*WORK TO COMPLETE*: No pictures in the copy, please: retype all the records exactly.

(Dataset excerpts)
_____
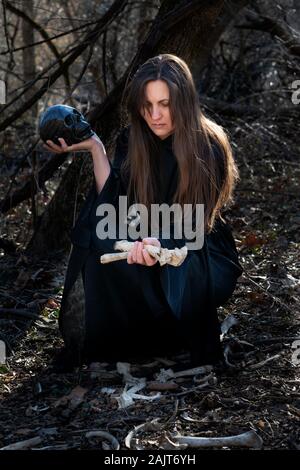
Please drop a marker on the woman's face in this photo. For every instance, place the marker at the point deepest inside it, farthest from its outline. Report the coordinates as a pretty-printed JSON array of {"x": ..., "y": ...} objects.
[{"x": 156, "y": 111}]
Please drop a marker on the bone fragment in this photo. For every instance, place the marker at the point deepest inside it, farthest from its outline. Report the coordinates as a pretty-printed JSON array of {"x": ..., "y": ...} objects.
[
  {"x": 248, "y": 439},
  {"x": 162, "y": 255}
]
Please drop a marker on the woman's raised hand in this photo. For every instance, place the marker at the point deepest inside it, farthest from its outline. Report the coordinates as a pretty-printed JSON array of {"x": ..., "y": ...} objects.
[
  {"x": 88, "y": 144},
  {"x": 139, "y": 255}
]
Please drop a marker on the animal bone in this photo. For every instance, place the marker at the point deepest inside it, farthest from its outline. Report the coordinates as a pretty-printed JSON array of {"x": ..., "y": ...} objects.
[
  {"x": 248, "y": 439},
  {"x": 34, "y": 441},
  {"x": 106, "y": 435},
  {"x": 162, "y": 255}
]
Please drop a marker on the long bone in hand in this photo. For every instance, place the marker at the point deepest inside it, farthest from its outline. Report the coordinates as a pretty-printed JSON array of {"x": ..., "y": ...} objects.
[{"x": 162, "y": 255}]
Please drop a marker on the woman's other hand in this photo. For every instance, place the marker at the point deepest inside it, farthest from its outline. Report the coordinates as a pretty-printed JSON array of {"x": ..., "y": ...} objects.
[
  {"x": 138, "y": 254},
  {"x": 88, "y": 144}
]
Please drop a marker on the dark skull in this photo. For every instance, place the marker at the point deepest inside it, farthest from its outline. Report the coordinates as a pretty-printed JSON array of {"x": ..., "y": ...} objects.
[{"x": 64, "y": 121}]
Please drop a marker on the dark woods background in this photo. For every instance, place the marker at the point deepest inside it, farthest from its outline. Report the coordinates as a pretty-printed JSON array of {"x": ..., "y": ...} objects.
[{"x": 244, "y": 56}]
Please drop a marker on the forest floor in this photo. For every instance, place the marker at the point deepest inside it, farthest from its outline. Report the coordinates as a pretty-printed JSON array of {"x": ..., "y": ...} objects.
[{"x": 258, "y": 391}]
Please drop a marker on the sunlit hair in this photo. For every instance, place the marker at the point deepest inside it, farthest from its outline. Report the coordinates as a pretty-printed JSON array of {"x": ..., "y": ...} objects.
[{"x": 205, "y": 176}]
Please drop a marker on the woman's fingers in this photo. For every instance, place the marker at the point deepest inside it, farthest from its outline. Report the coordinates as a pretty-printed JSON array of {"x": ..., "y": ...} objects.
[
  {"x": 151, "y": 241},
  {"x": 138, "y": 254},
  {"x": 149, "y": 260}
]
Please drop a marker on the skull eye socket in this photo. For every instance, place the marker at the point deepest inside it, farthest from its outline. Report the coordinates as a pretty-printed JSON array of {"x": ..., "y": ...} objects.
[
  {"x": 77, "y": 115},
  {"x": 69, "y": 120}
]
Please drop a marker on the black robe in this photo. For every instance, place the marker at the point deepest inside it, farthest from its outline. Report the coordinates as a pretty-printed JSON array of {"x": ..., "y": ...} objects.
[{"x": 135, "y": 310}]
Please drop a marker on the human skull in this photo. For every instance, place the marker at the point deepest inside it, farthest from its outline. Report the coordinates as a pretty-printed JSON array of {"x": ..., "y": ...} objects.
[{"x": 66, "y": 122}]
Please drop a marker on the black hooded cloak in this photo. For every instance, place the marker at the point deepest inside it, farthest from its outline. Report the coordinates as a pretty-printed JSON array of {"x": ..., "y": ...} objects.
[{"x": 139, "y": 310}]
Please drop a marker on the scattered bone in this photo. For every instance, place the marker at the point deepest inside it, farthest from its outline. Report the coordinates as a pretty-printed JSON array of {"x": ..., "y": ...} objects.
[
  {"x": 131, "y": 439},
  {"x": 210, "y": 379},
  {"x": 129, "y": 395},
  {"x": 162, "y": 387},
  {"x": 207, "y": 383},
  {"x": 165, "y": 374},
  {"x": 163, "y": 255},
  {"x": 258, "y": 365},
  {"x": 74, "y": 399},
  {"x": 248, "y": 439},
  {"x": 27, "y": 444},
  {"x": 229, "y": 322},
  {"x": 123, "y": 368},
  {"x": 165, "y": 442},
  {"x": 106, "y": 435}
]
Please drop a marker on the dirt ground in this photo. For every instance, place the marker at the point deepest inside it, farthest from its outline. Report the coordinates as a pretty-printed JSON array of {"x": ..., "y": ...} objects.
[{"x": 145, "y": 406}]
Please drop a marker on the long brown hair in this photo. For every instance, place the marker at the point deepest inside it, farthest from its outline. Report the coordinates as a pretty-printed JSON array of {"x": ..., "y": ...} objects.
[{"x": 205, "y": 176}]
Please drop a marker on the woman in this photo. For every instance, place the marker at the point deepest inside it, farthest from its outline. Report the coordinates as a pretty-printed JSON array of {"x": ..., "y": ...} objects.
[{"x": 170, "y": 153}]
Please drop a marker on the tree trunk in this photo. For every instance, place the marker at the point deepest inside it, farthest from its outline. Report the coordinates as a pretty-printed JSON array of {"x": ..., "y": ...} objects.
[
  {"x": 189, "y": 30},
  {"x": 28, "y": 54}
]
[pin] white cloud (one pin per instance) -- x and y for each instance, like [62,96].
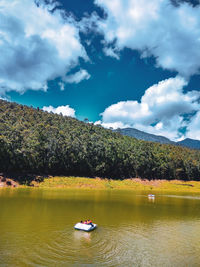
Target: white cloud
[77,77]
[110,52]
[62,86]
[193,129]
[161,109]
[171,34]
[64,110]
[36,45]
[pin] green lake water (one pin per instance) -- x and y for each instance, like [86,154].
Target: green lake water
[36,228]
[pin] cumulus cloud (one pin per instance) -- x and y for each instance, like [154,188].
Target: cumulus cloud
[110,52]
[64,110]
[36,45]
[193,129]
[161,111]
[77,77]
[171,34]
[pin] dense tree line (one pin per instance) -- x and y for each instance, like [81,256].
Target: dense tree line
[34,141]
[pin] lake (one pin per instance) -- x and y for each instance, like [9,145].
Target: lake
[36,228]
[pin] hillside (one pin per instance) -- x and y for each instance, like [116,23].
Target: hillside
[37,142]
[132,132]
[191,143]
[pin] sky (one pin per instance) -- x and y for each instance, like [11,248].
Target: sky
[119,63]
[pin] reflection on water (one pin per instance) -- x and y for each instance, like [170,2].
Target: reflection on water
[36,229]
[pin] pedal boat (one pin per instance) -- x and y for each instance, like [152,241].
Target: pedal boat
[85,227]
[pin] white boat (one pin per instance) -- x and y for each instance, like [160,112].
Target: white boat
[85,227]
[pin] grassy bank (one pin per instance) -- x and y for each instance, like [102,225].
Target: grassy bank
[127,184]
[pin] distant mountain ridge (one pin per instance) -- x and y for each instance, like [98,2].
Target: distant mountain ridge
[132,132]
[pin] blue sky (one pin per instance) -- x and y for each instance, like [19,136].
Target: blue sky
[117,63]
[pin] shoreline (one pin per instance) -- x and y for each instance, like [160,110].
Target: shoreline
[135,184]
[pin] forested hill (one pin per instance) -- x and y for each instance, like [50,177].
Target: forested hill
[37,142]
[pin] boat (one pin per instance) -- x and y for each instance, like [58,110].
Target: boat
_____
*RESULT BELOW*:
Please drop a marker on the woman's face in this photo. For every instance, place the marker at the point deepest inside it, farthest from its outline. Report the coordinates as a pretty-printed JSON array of {"x": ..., "y": ...} objects.
[{"x": 156, "y": 111}]
Please drop a marker on the bone fragment in this photo. For every instance, place the marker at the point deepest inside it, farthest from its outline. Report the coordinates as a pretty-printed JSON array of {"x": ..., "y": ...} objects.
[
  {"x": 248, "y": 439},
  {"x": 162, "y": 255}
]
Please drop a marker on the woman's raised hand in this photo. For every instance, place the marker at the point deepest inside it, farthest from its outline. Report the coordinates as a pretty-printed JSON array of {"x": ..., "y": ...} objects.
[
  {"x": 88, "y": 144},
  {"x": 139, "y": 255}
]
Please drop a marker on the animal bone in this photo. For every instance, place the marker at the point deepest inside it, farthest from its outline. Report the coordinates as a pretty-printed JSON array of {"x": ..., "y": ...} objects.
[
  {"x": 248, "y": 439},
  {"x": 34, "y": 441},
  {"x": 106, "y": 435},
  {"x": 162, "y": 255}
]
Please drop a marker on the long bone in hand in this photo. For every instance, place the marker at the point deepest inside it, farthest from its outline. Report the coordinates as a pretty-printed JSON array of {"x": ..., "y": ...} objects.
[{"x": 162, "y": 255}]
Please drop a marker on the woman's other hand in this photo. For every instance, place the marker at the point deepest inside it, farthest from its outline. Report the coordinates as a pretty-printed JSON array of {"x": ..., "y": ...} objects.
[
  {"x": 138, "y": 254},
  {"x": 88, "y": 144}
]
Please drop a marker on the dark skull in this photo. For every instance, place the marker at the point deepest inside it, farthest from its outline. Report the coordinates as a pretty-printed JSON array of {"x": ..., "y": ...} objects.
[{"x": 64, "y": 121}]
Please drop a marker on the dark woods background in this photo. For every instance, place the marker at the point deepest inside it, farthest from its outline. Report the coordinates as a pretty-printed JSON array of {"x": ..., "y": ...} objects.
[{"x": 244, "y": 56}]
Please drop a marker on the forest floor in this photo. For every instance, place the marker at the point deepest inside it, farthest from its outline. Report the coordinates as a pretty-printed JSON array of {"x": ..., "y": ...} objects.
[{"x": 258, "y": 391}]
Please drop a marker on the sunlit hair in this photo. For every instance, place the marker at the point deepest inside it, farthest from its outline. Report the coordinates as a pretty-printed JSON array of {"x": ..., "y": ...} objects.
[{"x": 205, "y": 176}]
Please drop a marker on the woman's fingers in this photo. For every instance, place the marker at the point deepest inside it, farthest from its outline. Report the coordinates as a pretty-printed JSON array of {"x": ..., "y": ...} objects.
[
  {"x": 151, "y": 241},
  {"x": 138, "y": 254},
  {"x": 149, "y": 260}
]
Please drop a marker on the skull eye socket in this photo. For every instance, place the marker at the point deepest inside it, farthest from its outline. Report the coordinates as a pretty-printed JSON array of {"x": ..., "y": ...} objects.
[
  {"x": 77, "y": 115},
  {"x": 69, "y": 120}
]
Please drop a marker on the black robe in this photo. For every instance, place the marker at the point deepest inside it, farthest from its outline. Report the coordinates as a pretty-printed JSON array of {"x": ..., "y": ...} objects.
[{"x": 135, "y": 310}]
Please drop a marker on the human skull in this photo. For every instance, place the marker at the point deepest inside it, farthest from its outline. Report the coordinates as a pretty-printed JSON array of {"x": ..., "y": ...} objects.
[{"x": 66, "y": 122}]
Please drop a marker on the black hooded cloak in this photo. For every instance, place the marker at the point deepest inside it, farthest from its outline. Report the coordinates as a pretty-printed JSON array of {"x": ..., "y": ...} objects.
[{"x": 139, "y": 310}]
Please drop a marker on the scattered bone in this photo. For every instance, place the marker at the point deepest inside it, farthest from its outline. Report the coordinates as a pretty-printed JSON array of {"x": ..., "y": ...} objects.
[
  {"x": 131, "y": 439},
  {"x": 210, "y": 379},
  {"x": 129, "y": 395},
  {"x": 162, "y": 387},
  {"x": 207, "y": 383},
  {"x": 165, "y": 374},
  {"x": 163, "y": 255},
  {"x": 258, "y": 365},
  {"x": 74, "y": 399},
  {"x": 248, "y": 439},
  {"x": 27, "y": 444},
  {"x": 229, "y": 322},
  {"x": 123, "y": 368},
  {"x": 165, "y": 442},
  {"x": 106, "y": 435}
]
Please drop a marker on the dirt ground in this photo. For every instance, place the marker at the point deepest inside it, farthest from its outline. Report the coordinates as a pretty-printed JSON array of {"x": ..., "y": ...} objects.
[{"x": 145, "y": 406}]
Please drop a marker on the long brown hair in this photo. For every instance, place the marker at the point deepest inside it, farthest from its outline. Report the coordinates as a pretty-printed JSON array of {"x": ..., "y": ...} objects.
[{"x": 205, "y": 176}]
Please drop a marker on the woman in this photo. For every instance, place the marker at the point deepest inside it, farthest from its outline. Report the coordinates as a pretty-printed JSON array of {"x": ..., "y": ...} objects.
[{"x": 170, "y": 153}]
Please drop a marker on the tree trunk in this photo. For every instance, place the marker at the point deepest inside it, farthest from its outline. Report the coordinates as a pretty-printed JSON array of {"x": ..., "y": ...} objects.
[
  {"x": 189, "y": 30},
  {"x": 28, "y": 54}
]
[pin] white cloud (one pin per instance) -- x and y for each instance, like [62,96].
Target: white cloud
[77,77]
[110,52]
[62,86]
[193,129]
[161,109]
[171,34]
[64,110]
[36,45]
[pin] green lake water (one pin per instance) -- x and y for each instance, like [86,154].
Target: green lake water
[36,228]
[pin] cumulus cloud (one pin per instance) -- x and y for each instance, like [154,188].
Target: cumulus cloud
[110,52]
[64,110]
[36,45]
[193,129]
[161,111]
[77,77]
[171,34]
[pin] dense tree line (one pin per instance) -- x and y for each instance, like [81,256].
Target: dense tree line
[34,141]
[pin] lake (one pin per instance) -- x and y for each instance, like [9,145].
Target: lake
[36,228]
[pin] hillside (one pin per instance) -- x and y for each instance, like [116,23].
Target: hillside
[37,142]
[132,132]
[191,143]
[pin] sky (one pin per instance) -- x and y for each instance, like [11,248].
Target: sky
[119,63]
[pin] reflection on water (one pin per instance) -- x and y for each instance, like [170,2].
Target: reflection on water
[36,229]
[pin] pedal boat (one pin per instance) -- x and y for each instance, like [152,241].
Target: pedal boat
[85,227]
[pin] white boat (one pin per instance) -- x and y for each instance, like [160,112].
Target: white boat
[85,227]
[pin] grassy bank (one pin per instance) -- x and y for each instance, like [102,225].
Target: grassy bank
[127,184]
[pin] distant mountain ridge (one pin per instance) -- x and y for each instance, like [98,2].
Target: distant mountain ridge
[132,132]
[pin] blue sky (one pin per instance) -- x and y for each instance, like [19,136].
Target: blue sky
[117,63]
[pin] shoreline (one pin per instance) -- x and y for each instance, like [160,110].
Target: shoreline
[135,184]
[pin] forested hill (one pin per instance) -- x and y for each instance, like [50,177].
Target: forested hill
[37,142]
[pin] boat (one pin per instance) -- x and y for each instance, like [58,110].
Target: boat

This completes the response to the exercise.